╭─ EXTRACTED DATA

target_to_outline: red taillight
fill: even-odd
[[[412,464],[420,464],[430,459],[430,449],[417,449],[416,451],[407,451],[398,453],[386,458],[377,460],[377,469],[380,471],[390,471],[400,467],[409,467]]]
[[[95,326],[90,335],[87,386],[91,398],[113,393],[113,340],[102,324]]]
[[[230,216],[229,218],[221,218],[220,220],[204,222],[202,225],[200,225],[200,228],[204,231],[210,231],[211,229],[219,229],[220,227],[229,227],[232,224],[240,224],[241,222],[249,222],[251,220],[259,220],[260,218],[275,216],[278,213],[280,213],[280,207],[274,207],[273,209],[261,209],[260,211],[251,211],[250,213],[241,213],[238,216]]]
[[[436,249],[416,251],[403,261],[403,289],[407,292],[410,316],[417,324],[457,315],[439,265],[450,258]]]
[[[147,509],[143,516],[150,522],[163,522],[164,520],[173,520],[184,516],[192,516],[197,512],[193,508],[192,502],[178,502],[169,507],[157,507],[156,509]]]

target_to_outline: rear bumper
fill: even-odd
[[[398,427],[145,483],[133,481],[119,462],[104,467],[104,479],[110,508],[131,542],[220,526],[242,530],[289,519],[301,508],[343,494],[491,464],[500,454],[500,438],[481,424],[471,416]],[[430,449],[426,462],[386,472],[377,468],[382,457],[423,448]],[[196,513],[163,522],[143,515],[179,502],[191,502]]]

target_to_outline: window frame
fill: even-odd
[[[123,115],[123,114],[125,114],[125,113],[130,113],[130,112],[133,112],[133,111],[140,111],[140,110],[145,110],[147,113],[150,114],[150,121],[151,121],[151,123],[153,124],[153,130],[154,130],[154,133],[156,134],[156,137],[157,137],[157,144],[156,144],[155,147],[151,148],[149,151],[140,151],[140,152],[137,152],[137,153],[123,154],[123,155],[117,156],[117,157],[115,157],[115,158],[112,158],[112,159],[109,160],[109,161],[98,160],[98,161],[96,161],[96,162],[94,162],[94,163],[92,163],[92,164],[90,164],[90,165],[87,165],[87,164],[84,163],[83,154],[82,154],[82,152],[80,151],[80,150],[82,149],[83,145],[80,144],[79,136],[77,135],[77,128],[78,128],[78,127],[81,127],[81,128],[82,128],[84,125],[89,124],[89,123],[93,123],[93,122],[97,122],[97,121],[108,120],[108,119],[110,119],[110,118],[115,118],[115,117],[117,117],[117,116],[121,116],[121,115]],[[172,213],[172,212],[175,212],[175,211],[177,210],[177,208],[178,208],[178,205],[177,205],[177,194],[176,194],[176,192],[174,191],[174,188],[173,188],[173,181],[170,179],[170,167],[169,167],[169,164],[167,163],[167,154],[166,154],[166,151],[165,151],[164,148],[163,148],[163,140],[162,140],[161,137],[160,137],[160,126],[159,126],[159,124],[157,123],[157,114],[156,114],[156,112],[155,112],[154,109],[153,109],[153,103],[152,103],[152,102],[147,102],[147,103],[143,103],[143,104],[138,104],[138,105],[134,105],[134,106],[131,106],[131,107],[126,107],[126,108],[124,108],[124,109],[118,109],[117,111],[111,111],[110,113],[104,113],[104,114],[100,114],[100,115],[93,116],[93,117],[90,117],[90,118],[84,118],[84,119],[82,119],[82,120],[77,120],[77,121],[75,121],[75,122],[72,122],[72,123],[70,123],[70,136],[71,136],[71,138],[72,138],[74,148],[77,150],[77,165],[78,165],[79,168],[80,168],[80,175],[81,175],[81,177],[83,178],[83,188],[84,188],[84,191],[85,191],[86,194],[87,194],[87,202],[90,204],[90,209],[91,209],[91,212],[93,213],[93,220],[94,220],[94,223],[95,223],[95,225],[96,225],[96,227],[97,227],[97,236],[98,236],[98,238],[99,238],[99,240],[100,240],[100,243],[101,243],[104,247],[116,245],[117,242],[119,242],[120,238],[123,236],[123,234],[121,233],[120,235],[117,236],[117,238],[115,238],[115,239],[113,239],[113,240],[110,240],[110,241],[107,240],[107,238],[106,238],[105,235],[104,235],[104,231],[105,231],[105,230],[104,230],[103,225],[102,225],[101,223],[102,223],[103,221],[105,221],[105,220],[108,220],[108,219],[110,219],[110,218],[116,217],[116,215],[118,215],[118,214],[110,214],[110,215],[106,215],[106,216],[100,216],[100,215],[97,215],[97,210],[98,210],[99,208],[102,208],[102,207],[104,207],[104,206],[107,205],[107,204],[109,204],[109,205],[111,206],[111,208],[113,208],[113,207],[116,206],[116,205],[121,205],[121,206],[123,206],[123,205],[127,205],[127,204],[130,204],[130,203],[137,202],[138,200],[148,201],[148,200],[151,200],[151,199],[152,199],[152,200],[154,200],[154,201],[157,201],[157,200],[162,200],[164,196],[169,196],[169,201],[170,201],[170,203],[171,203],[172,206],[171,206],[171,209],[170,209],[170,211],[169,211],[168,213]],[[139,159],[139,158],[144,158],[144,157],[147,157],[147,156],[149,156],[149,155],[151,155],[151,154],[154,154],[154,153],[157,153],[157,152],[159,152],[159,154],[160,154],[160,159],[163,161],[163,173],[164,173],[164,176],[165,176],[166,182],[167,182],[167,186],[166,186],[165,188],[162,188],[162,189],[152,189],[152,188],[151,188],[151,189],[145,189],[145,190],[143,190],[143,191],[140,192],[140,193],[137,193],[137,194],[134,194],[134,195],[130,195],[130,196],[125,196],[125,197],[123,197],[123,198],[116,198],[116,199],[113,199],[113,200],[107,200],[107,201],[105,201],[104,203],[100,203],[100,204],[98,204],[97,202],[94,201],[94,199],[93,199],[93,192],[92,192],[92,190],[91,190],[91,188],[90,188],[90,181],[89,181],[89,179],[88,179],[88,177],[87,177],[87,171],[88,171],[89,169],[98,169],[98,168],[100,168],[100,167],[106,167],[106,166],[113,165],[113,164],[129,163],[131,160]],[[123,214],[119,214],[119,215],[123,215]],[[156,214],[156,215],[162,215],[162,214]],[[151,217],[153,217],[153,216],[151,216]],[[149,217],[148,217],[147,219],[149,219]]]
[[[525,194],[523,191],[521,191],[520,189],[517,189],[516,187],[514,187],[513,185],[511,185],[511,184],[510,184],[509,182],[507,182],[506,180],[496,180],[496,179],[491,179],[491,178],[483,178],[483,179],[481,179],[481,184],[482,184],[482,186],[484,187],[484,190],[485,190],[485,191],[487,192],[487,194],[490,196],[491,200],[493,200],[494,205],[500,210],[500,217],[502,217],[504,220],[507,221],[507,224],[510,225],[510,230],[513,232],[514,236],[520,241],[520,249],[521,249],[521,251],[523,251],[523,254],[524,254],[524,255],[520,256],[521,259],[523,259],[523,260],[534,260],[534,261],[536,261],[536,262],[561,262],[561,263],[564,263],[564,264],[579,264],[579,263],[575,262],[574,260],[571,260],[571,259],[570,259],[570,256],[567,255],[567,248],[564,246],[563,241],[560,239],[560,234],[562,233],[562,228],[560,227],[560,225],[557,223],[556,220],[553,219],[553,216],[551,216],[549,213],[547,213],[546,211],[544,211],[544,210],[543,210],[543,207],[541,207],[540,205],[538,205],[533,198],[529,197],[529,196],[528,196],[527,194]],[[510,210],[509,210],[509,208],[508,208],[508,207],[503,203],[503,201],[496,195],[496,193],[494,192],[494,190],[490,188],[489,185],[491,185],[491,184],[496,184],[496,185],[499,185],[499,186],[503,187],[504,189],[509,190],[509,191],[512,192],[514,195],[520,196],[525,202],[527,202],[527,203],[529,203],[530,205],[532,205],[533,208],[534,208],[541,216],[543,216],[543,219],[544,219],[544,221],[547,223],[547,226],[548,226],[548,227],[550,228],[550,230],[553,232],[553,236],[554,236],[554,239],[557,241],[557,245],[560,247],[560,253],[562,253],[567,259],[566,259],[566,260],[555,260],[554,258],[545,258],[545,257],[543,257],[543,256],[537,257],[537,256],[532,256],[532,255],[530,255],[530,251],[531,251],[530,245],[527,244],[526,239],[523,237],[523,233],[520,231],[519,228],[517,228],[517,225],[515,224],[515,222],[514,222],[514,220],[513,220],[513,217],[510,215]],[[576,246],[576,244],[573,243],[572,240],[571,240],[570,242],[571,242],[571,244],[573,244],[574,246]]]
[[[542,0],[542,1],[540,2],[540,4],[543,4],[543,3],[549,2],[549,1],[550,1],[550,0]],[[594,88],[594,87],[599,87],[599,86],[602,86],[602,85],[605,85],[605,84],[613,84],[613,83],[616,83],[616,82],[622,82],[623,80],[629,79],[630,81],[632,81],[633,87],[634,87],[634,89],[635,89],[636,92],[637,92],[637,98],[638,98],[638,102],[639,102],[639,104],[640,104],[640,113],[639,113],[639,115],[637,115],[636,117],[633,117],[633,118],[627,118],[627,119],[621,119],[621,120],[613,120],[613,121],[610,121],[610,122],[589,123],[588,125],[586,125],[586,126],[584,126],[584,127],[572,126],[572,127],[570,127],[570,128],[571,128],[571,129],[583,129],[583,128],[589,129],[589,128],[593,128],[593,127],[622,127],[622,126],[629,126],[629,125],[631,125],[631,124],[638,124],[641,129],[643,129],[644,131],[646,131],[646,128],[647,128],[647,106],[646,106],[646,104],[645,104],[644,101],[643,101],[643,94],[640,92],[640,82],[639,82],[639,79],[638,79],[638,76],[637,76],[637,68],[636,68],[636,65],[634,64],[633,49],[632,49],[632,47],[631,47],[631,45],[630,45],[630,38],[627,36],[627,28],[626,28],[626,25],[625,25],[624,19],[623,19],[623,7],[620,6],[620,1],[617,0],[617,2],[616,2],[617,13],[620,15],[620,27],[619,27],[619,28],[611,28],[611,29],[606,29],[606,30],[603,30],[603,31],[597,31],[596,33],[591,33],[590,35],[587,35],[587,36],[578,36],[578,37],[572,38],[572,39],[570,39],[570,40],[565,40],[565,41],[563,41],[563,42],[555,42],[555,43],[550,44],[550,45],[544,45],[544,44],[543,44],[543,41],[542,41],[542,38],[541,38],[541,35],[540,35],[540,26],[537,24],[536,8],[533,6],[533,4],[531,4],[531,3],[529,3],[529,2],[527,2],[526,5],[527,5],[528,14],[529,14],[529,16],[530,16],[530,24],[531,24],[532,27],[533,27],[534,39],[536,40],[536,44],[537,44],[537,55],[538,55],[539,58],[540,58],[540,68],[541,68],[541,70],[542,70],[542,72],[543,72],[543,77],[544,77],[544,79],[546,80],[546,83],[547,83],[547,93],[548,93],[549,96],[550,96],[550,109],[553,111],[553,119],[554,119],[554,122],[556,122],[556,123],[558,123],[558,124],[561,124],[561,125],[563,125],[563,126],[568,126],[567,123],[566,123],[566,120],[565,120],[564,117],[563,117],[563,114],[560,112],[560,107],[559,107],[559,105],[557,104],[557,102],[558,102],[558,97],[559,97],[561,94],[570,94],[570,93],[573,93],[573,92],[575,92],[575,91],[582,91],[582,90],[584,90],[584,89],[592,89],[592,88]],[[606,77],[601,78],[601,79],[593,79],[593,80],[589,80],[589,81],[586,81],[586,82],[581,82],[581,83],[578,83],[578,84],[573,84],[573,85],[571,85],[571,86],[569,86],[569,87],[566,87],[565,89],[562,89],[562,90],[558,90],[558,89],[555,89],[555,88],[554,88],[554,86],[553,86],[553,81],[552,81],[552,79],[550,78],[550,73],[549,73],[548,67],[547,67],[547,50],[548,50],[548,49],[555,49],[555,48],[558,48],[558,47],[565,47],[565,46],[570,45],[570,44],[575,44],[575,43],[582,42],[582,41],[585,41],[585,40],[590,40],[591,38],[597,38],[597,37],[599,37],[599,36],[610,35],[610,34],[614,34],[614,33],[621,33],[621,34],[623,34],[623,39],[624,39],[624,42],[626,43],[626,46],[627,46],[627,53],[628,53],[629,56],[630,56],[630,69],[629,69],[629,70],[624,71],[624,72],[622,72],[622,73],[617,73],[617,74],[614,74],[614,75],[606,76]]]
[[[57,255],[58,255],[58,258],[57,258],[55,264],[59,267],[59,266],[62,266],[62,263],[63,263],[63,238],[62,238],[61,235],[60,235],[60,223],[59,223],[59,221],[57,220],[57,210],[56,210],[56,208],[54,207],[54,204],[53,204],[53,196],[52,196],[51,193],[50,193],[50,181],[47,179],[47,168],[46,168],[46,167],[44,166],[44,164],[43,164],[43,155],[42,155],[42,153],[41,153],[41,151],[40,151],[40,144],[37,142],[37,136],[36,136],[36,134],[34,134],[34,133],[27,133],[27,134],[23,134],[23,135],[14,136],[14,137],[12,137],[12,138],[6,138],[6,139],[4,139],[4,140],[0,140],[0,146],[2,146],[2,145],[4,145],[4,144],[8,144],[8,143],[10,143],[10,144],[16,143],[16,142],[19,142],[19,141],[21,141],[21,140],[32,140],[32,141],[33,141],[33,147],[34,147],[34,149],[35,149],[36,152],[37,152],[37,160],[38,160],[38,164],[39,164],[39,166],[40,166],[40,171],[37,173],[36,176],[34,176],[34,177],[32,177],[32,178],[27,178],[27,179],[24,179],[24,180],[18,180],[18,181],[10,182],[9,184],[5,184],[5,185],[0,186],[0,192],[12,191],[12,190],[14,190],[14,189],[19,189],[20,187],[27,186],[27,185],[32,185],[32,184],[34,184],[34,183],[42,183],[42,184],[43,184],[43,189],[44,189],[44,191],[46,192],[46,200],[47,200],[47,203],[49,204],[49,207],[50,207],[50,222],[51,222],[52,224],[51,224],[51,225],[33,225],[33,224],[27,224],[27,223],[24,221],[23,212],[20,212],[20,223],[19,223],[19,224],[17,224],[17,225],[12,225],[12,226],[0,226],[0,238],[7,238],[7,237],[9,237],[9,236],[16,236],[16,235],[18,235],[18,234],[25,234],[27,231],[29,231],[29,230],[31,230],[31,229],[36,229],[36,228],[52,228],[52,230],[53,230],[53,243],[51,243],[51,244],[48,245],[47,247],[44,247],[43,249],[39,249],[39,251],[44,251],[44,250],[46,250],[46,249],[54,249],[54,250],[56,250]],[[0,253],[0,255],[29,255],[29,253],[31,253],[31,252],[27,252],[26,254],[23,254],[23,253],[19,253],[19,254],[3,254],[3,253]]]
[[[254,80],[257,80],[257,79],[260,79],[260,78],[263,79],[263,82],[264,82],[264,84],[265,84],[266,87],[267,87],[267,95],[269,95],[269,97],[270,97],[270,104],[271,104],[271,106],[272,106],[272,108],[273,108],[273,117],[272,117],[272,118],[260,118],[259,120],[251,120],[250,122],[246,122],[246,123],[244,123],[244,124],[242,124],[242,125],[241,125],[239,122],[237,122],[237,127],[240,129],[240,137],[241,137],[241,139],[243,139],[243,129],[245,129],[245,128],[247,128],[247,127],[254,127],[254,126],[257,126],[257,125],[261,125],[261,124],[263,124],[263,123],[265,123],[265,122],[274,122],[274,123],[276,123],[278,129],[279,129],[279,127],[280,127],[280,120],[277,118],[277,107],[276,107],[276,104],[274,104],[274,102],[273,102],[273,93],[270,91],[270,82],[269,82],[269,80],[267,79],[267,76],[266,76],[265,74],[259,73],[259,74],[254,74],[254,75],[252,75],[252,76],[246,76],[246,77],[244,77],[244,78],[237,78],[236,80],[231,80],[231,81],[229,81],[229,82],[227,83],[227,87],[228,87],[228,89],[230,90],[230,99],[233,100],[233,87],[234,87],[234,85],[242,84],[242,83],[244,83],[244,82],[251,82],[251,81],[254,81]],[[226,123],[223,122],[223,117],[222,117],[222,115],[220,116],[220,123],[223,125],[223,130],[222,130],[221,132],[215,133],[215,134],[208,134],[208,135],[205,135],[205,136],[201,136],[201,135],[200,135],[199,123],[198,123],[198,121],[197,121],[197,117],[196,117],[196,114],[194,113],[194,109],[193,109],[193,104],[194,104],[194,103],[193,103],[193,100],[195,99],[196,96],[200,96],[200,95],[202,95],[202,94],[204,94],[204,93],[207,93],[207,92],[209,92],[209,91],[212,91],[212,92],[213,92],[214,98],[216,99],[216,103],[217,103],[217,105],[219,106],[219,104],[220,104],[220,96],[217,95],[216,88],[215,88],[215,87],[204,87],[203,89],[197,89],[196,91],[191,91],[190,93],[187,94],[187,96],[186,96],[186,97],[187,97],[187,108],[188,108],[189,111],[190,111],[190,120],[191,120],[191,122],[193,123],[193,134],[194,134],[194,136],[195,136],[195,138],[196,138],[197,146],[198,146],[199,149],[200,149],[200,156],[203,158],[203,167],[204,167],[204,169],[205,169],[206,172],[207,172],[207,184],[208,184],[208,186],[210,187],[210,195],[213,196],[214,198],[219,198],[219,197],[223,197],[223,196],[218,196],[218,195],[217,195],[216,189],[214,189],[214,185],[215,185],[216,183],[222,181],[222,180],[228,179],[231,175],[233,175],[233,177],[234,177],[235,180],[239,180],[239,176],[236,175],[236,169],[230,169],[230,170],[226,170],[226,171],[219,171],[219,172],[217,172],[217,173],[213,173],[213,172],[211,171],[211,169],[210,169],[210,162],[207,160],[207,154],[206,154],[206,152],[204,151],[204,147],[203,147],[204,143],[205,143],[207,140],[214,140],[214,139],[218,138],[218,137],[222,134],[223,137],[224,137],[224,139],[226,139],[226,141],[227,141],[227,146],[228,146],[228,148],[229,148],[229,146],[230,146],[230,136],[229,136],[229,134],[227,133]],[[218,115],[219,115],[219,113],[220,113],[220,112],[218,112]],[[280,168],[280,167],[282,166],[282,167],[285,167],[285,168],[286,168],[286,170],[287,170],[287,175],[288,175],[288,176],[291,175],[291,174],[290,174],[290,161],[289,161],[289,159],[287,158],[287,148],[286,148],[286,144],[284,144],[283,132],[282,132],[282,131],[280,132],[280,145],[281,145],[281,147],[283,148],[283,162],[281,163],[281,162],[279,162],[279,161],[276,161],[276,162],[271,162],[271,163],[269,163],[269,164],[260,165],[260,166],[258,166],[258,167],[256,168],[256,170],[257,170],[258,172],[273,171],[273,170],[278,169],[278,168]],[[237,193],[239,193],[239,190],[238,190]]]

╰─

▸ EXERCISE REQUIREMENTS
Look above for the line containing "target_to_outline: rear bumper" and the line containing "target_to_outline: window frame". Transcribe both, with the lines between them, exactly.

▸ EXERCISE RESPONSE
target_to_outline: rear bumper
fill: even-odd
[[[398,427],[145,483],[133,481],[119,462],[104,467],[104,479],[110,508],[131,542],[220,526],[242,530],[289,519],[301,508],[343,494],[491,464],[500,454],[500,438],[481,424],[471,416]],[[430,449],[426,462],[386,472],[377,468],[382,457],[423,448]],[[196,513],[163,522],[143,515],[179,502],[191,502]]]

target_to_outline: window frame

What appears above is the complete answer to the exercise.